[EXERCISE DESCRIPTION]
Reproduce word for word the part of the article on the women's 4 × 100 metres relay that runs from "- Venue: National" up to and including "and 13 July.".

[ARTICLE]
══════════

- Venue: National Stadium
- Location: Bangkok, Thailand
- Dates: 12 July (heats) 13 July (final)
- Nations: 9
- Winning time: 43.35

Medalists
| gold medal | Liang Xiaojing Wei Yongli Yuan Qiqi Ge Manqi | China |
| silver medal | Miu Kurashige Arisa Kimishima Remi Tsuruta Midori Mikase Shuri Aono* | Japan |
| bronze medal | Supawan Thipat Supanich Poolkerd On-Uma Chattha Athicha Petchakul | Thailand |

= 2023 Asian Athletics Championships – Women's 4 × 100 metres relay =

The women's 4 × 100 metres relay event at the 2023 Asian Athletics Championships was held on 12 and 13 July.

==Results==
===Heats===
Qualification rule: First 3 in each heat (Q) and the next 2 fastest (q) qualified for the final.

══════════

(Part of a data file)
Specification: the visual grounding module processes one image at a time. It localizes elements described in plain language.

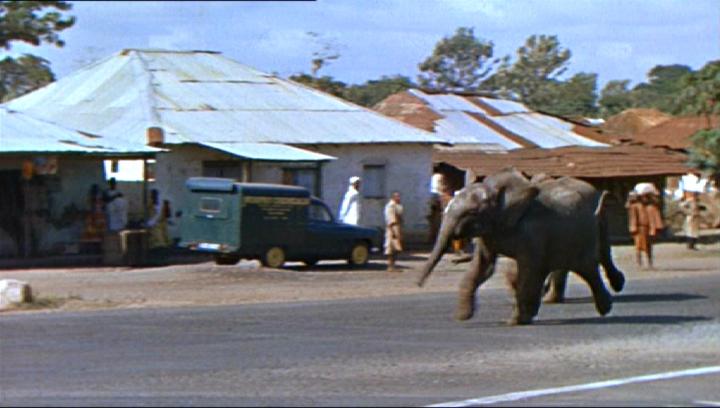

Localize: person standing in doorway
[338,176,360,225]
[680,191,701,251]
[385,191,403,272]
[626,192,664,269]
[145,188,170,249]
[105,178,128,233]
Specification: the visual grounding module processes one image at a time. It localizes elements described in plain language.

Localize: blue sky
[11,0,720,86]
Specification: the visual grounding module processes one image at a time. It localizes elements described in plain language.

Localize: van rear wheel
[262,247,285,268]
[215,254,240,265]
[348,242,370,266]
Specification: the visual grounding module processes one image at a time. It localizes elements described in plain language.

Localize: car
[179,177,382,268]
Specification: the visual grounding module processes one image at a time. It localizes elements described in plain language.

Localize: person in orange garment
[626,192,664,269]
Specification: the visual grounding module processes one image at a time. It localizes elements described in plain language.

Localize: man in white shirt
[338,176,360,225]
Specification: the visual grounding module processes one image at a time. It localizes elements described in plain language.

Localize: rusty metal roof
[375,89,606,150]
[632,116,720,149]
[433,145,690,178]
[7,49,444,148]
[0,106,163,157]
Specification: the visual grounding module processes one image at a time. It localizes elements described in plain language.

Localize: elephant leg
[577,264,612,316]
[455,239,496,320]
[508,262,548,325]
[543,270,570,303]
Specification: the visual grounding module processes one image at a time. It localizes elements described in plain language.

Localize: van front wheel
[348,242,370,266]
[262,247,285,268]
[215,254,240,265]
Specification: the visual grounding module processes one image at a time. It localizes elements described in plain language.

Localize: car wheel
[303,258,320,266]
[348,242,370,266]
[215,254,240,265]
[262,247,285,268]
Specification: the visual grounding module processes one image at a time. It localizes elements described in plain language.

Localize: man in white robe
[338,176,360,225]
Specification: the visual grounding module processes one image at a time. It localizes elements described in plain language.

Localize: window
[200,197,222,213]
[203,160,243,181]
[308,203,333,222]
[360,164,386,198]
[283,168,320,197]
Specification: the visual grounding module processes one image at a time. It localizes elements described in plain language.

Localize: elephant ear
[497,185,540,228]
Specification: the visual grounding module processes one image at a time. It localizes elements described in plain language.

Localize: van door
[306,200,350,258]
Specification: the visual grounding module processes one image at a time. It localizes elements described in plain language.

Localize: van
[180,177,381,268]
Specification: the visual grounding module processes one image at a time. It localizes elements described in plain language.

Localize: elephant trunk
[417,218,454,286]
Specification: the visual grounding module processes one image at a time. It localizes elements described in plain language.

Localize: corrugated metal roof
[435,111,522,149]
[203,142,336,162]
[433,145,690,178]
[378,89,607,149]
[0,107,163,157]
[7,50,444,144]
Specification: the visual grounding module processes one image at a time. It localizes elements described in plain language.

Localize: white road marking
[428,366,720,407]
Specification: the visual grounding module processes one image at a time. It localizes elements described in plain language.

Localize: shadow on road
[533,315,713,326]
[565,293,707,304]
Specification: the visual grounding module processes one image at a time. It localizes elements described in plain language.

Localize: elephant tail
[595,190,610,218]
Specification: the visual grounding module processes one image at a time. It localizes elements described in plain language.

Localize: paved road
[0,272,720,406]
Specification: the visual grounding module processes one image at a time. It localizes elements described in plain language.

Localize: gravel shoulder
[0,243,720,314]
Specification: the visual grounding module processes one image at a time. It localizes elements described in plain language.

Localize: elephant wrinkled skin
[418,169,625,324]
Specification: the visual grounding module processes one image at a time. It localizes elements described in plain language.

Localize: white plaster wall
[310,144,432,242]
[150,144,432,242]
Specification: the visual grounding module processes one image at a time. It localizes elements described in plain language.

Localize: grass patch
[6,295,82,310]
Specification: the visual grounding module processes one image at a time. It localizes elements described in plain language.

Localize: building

══════════

[IN RESPONSE]
- Venue: National Stadium
- Location: Bangkok, Thailand
- Dates: 12 July (heats) 13 July (final)
- Nations: 9
- Winning time: 43.35

Medalists
| gold medal | Liang Xiaojing Wei Yongli Yuan Qiqi Ge Manqi | China |
| silver medal | Miu Kurashige Arisa Kimishima Remi Tsuruta Midori Mikase Shuri Aono* | Japan |
| bronze medal | Supawan Thipat Supanich Poolkerd On-Uma Chattha Athicha Petchakul | Thailand |

= 2023 Asian Athletics Championships – Women's 4 × 100 metres relay =

The women's 4 × 100 metres relay event at the 2023 Asian Athletics Championships was held on 12 and 13 July.